Gather every line of the material that contains the word "rear" and copy each one out in full.

Start DATA SUPPLIED

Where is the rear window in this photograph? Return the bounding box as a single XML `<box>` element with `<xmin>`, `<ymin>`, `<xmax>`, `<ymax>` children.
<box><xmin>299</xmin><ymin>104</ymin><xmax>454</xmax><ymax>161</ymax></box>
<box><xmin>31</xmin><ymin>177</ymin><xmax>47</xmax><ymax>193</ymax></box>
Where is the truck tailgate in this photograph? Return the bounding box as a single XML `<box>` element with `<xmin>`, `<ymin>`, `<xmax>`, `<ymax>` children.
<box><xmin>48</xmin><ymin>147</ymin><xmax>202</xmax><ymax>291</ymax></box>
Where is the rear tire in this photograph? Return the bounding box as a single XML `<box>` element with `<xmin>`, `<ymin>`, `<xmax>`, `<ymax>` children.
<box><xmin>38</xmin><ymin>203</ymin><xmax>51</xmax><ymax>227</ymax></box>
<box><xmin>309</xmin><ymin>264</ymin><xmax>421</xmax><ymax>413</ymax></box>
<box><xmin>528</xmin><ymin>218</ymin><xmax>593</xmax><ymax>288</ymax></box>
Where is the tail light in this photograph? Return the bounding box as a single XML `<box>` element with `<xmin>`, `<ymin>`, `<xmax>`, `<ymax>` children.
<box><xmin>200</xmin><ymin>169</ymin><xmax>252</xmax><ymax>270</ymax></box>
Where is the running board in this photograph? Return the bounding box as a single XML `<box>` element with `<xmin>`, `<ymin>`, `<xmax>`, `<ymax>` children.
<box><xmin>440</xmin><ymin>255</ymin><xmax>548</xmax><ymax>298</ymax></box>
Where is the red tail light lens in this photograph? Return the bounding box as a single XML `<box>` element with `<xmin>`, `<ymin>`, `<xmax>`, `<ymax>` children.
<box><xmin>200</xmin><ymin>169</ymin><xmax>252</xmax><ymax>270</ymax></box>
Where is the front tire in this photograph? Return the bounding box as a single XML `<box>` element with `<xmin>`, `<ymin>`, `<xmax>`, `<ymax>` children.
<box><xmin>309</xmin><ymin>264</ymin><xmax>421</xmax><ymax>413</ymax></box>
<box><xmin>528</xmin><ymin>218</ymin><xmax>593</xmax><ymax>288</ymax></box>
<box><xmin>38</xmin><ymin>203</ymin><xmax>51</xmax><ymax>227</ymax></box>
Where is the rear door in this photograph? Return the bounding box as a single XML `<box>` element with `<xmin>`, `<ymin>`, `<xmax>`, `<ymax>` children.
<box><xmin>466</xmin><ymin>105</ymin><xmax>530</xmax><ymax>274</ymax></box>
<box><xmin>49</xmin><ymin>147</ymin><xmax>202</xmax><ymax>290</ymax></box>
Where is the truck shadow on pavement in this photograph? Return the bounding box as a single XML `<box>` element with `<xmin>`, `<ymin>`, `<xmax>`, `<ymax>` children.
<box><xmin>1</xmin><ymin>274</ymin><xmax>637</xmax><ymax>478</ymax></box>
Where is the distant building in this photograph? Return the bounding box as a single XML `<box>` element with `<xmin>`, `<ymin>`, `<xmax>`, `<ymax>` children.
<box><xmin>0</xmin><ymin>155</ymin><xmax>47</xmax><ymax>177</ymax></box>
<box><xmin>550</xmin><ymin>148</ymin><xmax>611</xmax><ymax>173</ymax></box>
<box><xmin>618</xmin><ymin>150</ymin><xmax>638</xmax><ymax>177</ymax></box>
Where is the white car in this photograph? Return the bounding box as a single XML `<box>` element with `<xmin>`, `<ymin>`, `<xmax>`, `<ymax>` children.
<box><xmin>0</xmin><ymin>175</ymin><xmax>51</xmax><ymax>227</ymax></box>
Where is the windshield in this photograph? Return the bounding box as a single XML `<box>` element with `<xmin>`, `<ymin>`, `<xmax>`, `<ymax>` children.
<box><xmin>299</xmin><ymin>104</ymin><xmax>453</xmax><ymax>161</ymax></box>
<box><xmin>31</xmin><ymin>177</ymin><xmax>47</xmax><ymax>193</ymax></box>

End DATA SUPPLIED

• TASK OUTPUT:
Where is the rear window in this photograph? Return the bounding box as a single XML `<box>` element with `<xmin>`, `<ymin>`, `<xmax>`, `<ymax>` children.
Where is the rear tire in this photograph? Return the bounding box as a single XML `<box>` element with `<xmin>`, `<ymin>`, `<xmax>`, `<ymax>` children.
Where is the rear door in this photograph? Return the bounding box as a single XML `<box>` element with `<xmin>`, `<ymin>`, `<xmax>`, `<ymax>` children.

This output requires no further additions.